Directions:
1) In the British Hospitality Association memorandum, swap "local authority" for "licensing authority" and give the passage between "The Bill contains" and "at those times.", inclusive.
2) Extend the British Hospitality Association memorandum on the Police Reform and Social Responsibility Bill from the point where it stops.

Police Reform and Social Responsibility Bill
Memorandum submitted by the British Hospitality Association (PR 15)
SUMMARY
1.
The British Hospitality Association has particular concerns about the impact of Early Morning Alcohol Restriction Orders (clause 119) and the Late Night Levy (clauses 124 to 135) on the hospitality industry. Decisions on exemptions for hotels and restaurants are to be left to individual councils, but should instead be exempt on the face of the Bill.
INTRODUCTION
2.
The British Hospitality Association is the national association for the hotel, restaurant and catering industry. Our members include major hotel and restaurant chains, as well as small and medium enterprises from across the industry. Hospitality employs over 2 million people in the UK and contributes gross value added of nearly £50 billion a year (source: Oxford Economics).
THE BILL
3.
The Bill contains a number of provisions about which we share concerns with other industry associations. However, we have particular difficulties over Early Morning Alcohol Restriction Orders ("EMROs") and the Late Night Levy ("the Levy"), because of the possibility that they will have a particular impact on premises like hotels and restaurants which do not contribute to the law and order problems which these provisions are intended to address. Our comments are restricted to these two sets of linked proposals.
The proposals, as drafted, would permit, but not force, a local authority (i) to prevent premises from selling alcohol at times of its choosing between midnight and 6.00 a.m. (an EMRO), and (ii), at times when a restriction order was not in place, to charge a levy to those premises which had the right to sell alcohol at those times.

Information provided:
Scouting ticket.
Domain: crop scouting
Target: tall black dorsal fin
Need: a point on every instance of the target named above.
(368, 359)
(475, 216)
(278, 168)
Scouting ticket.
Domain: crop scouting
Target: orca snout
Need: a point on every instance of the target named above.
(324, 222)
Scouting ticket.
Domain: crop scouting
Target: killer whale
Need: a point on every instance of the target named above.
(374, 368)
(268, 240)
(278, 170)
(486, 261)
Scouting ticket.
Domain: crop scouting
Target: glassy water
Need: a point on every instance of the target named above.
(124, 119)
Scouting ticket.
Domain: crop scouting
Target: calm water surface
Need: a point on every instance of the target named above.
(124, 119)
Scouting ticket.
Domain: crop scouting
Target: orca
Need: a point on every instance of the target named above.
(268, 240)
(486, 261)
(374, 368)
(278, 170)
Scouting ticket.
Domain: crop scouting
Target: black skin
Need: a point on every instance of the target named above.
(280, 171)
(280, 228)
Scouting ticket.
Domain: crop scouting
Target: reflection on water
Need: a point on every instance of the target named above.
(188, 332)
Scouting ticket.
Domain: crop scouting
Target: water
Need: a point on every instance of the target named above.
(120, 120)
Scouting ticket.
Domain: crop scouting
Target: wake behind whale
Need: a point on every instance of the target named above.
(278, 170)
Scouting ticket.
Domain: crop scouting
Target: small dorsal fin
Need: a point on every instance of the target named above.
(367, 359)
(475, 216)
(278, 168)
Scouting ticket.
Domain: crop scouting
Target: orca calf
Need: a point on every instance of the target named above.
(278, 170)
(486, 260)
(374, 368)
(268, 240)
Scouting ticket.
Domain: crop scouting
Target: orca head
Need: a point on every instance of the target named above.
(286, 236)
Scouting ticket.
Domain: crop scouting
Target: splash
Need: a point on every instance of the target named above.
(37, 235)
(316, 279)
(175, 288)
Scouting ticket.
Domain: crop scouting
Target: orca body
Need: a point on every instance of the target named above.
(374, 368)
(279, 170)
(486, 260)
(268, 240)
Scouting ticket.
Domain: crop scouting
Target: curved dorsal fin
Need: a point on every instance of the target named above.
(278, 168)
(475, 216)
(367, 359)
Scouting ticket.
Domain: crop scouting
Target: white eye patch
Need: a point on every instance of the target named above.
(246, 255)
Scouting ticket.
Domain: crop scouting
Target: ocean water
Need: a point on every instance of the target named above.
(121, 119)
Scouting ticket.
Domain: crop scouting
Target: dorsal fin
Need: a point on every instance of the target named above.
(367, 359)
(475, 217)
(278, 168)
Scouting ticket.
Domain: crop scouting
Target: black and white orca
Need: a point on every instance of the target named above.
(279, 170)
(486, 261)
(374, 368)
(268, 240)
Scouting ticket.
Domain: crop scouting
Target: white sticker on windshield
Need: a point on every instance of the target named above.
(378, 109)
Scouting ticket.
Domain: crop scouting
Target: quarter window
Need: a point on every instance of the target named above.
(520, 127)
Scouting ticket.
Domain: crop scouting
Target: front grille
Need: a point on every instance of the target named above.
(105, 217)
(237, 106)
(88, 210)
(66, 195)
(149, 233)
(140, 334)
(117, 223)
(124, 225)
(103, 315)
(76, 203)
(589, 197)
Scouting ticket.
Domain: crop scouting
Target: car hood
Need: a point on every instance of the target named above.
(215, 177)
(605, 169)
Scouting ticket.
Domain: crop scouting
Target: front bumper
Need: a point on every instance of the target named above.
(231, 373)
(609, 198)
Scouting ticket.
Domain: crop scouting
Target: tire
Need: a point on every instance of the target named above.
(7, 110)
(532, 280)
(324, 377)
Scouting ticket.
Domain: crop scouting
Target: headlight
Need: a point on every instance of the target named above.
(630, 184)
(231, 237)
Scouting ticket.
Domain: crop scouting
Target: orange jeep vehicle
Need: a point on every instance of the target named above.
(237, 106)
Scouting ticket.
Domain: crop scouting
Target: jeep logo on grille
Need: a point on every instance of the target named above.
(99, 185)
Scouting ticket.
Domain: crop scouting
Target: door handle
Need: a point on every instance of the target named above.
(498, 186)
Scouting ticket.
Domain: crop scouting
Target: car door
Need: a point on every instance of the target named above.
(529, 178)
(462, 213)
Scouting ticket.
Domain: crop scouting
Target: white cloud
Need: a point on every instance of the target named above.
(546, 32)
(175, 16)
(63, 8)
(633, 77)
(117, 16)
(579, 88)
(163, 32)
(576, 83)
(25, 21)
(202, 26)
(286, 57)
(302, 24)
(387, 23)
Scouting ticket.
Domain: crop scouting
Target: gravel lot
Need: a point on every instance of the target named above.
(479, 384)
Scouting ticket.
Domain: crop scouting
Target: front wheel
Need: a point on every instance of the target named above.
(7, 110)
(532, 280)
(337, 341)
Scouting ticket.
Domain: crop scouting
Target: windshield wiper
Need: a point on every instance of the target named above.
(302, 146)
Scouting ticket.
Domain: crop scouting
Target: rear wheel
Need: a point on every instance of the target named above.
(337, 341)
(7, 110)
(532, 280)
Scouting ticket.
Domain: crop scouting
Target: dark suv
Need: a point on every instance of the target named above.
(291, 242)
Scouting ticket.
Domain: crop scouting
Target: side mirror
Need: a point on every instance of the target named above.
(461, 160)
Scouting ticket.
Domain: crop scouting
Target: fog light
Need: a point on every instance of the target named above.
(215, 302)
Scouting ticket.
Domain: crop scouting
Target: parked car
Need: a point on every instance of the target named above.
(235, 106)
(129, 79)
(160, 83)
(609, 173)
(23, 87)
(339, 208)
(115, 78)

Task answers:
1)
The Bill contains a number of provisions about which we share concerns with other industry associations. However, we have particular difficulties over Early Morning Alcohol Restriction Orders ("EMROs") and the Late Night Levy ("the Levy"), because of the possibility that they will have a particular impact on premises like hotels and restaurants which do not contribute to the law and order problems which these provisions are intended to address. Our comments are restricted to these two sets of linked proposals.
The proposals, as drafted, would permit, but not force, a licensing authority (i) to prevent premises from selling alcohol at times of its choosing between midnight and 6.00 a.m. (an EMRO), and (ii), at times when a restriction order was not in place, to charge a levy to those premises which had the right to sell alcohol at those times.

2)
5.
Of the 7567 Premises in England and Wales with so-called "24 hour licences," some 4219 or 56 per cent are hotels (source: DCMS 2009-10 licensing statistics). In the overwhelming majority of cases (3554 out of the 4219), hotels hold Premises Licences with these hours so that they can serve alcohol at any time to guests staying in the hotel and only to them. If such hotels were to be subject to EMROs, preventing staying guests from obtaining alcohol at certain times in the night, the tourism industry would suffer a loss of business.
6.
If, alternatively, a levy were to be charged during part or all of that six hour period, hotels so charged would be paying for police, taxi marshals and so on, for whose services they had no use because their guests do not need to go home during the night. Because hotels have relatively high rateable values, on which levy payments would be based, they would be paying potentially significant amounts.
7.
Restaurants in the traditional sense of having as their main purpose the sale and consumption of food and light refreshments do not in practice contribute to law and order problems when their guests depart. However, a local authority imposing an EMRO could force restaurants to cease to serve alcohol as early as midnight and one imposing a levy would be loading inappropriate cost on them.
PROPOSAL
8.
We therefore propose that hotels and restaurants (as defined below, including clubs offering hotel and restaurant services) should be exempt on the face of the Bill from both the EMRO and levy provisions. There is a precedent for this, ironically in the wording of The Local Authorities (Alcohol Disorder Zones) Regulations 2008 (SI 2008/1430).
9.
Under these regulations, premises are exempt from ADZ charges if they can pass both the "principal use" and the "patronage" test.
10.
The principal use test (regulation 12 (2) (a)) is met where "the principal use to which the premises …is put does not consist in or include the sale or supply of alcohol." The patronage test (regulation 12 (2) (b)) is met where "the availability of alcohol on those premises is not the main reason, or one of the main reasons, why individuals enter or remain on those premises (whether generally or at particular times of the day or on particular days of the week…or both)."
11.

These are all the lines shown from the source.